What to work on:
Below is a set of records; print all of them exactly as written.

[Dataset rows on where objects appear]

◆ ◆ ◆

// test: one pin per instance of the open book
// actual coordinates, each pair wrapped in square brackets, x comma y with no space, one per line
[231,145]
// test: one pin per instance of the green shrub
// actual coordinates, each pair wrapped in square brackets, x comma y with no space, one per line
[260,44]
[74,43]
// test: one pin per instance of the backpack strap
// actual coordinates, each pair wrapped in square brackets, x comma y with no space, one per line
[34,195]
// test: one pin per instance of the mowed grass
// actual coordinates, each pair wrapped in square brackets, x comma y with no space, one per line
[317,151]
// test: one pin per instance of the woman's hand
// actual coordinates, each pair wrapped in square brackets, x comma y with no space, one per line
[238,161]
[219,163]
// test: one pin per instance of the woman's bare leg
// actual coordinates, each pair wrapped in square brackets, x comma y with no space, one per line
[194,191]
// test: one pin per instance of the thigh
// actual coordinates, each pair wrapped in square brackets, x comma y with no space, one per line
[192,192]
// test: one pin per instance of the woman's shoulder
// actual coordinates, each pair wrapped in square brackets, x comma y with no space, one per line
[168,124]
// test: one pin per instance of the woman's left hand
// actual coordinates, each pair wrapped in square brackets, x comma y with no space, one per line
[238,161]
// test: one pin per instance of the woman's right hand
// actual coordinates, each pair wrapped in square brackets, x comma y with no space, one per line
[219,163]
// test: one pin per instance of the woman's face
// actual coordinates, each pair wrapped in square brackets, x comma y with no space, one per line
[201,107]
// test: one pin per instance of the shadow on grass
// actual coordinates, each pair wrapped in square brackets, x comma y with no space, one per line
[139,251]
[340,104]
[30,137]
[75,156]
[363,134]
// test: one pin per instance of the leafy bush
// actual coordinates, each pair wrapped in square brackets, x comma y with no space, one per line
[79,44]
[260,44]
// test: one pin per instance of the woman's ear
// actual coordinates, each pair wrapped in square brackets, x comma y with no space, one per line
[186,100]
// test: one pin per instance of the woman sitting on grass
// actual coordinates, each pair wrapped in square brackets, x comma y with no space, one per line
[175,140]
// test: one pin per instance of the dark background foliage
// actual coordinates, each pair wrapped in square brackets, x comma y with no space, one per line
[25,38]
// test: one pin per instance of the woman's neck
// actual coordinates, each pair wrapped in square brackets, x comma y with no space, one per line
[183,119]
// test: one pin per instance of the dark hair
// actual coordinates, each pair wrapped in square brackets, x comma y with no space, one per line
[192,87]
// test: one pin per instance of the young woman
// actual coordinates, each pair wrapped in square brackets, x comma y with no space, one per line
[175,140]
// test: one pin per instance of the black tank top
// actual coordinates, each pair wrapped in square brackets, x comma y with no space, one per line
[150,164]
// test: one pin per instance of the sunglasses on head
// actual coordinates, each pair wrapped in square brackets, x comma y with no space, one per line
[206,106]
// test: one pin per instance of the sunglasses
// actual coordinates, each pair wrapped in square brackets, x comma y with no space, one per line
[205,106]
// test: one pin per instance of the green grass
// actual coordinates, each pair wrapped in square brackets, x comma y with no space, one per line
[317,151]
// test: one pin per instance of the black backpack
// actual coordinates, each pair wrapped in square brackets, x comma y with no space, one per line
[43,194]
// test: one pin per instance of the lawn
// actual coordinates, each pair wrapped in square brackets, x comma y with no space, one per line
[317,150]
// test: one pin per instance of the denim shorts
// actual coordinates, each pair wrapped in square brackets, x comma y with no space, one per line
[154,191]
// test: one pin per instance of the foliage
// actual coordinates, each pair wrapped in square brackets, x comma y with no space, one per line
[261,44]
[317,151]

◆ ◆ ◆

Answer to the exercise:
// test: one pin per instance of the open book
// actual coordinates, each pair wrapped in square brackets, x comma y with no space, one per line
[231,145]
// test: one pin per instance of the green shrub
// actual coordinates, each pair wrapped in square brackets, x comma y with no space, one per line
[260,44]
[74,43]
// test: one pin per instance of the backpack strap
// actual coordinates, each pair wrapped in square brackets, x comma y with no space, one per line
[34,195]
// test: one pin per instance of the mowed grass
// actual coordinates, each pair wrapped in square brackets, x comma y with no space, one per line
[317,151]
// test: one pin per instance of the woman's hand
// actual coordinates, each pair wrapped in square brackets, x comma y with no space, one per line
[238,161]
[219,163]
// test: one pin per instance of the woman's bare leg
// actual coordinates, each pair wrapped in square brackets, x comma y with no space, one per line
[194,191]
// test: one pin per instance of the thigh
// actual coordinates, each pair wrapped in square brackets, x comma y with no space, one per line
[192,192]
// test: one pin per instance of the woman's shoulder
// actual coordinates, each pair wrapped in square brackets, x comma y with no space, one per line
[168,124]
// test: one pin per instance of the woman's left hand
// actual coordinates, each pair wrapped in square brackets, x comma y with no space, one per line
[238,161]
// test: one pin per instance of the woman's right hand
// actual coordinates, each pair wrapped in square brackets, x comma y with no space, one per line
[219,163]
// test: one pin per instance of the woman's face
// actual coordinates, each pair wrapped in square brackets, x comma y with no space, one per line
[201,107]
// test: one pin per instance of the shadow on grass
// actual coordinates, each pair wrapped in square brackets, x comma y with no space, one per line
[139,251]
[340,104]
[30,137]
[75,156]
[363,134]
// test: one pin per instance of the leafy bush
// actual coordinates, each pair wrapped in square brackets, x comma y with no space, one per line
[79,44]
[260,44]
// test: one pin per instance of the woman's ear
// actual coordinates, each pair wrapped in square brackets, x comma y with no space, one per line
[186,100]
// test: one pin per instance of the woman sitting on grass
// actual coordinates, each pair wrapped in square brackets, x comma y with no space, one per line
[175,140]
// test: one pin per instance of the dark background foliage
// actual coordinates, each pair wrapped in square brackets, x comma y with no space, one per line
[25,38]
// test: one pin per instance of the woman's neck
// actual coordinates, each pair wrapped in square brackets, x comma y with no space, one per line
[183,119]
// test: one pin per instance of the dark hair
// actual coordinates, each pair wrapped in square brackets, x comma y with no space, one per line
[192,87]
// test: one pin per instance of the young woman
// actual coordinates, each pair wrapped in square brackets, x comma y with no space, one per line
[175,140]
// test: one pin per instance of the black tank top
// actual coordinates, each pair wrapped in square brackets, x comma y with no space, one per line
[150,164]
// test: one pin per instance of the sunglasses on head
// actual coordinates, each pair wrapped in square brackets, x comma y with no space, one per line
[206,106]
// test: one pin per instance of the sunglasses
// actual coordinates, each pair wrapped in square brackets, x comma y with no space, one per line
[205,106]
// test: one pin per instance of the green grass
// actual coordinates, each pair wrapped in square brackets, x comma y with no space, one per line
[317,151]
// test: one pin per instance of the black backpack
// actual coordinates, each pair wrapped in square brackets, x comma y with no space, one per line
[43,194]
// test: one pin per instance of the lawn
// actual coordinates, each pair wrapped in square brackets, x comma y with no space, one per line
[317,150]
// test: one pin per instance of the denim shorts
// actual coordinates, each pair wrapped in square brackets, x comma y with no space, one per line
[154,191]
// test: one pin per instance of the foliage
// actual coordinates, each pair wrapped in square brackets, x comma y with no space, one per line
[261,44]
[317,151]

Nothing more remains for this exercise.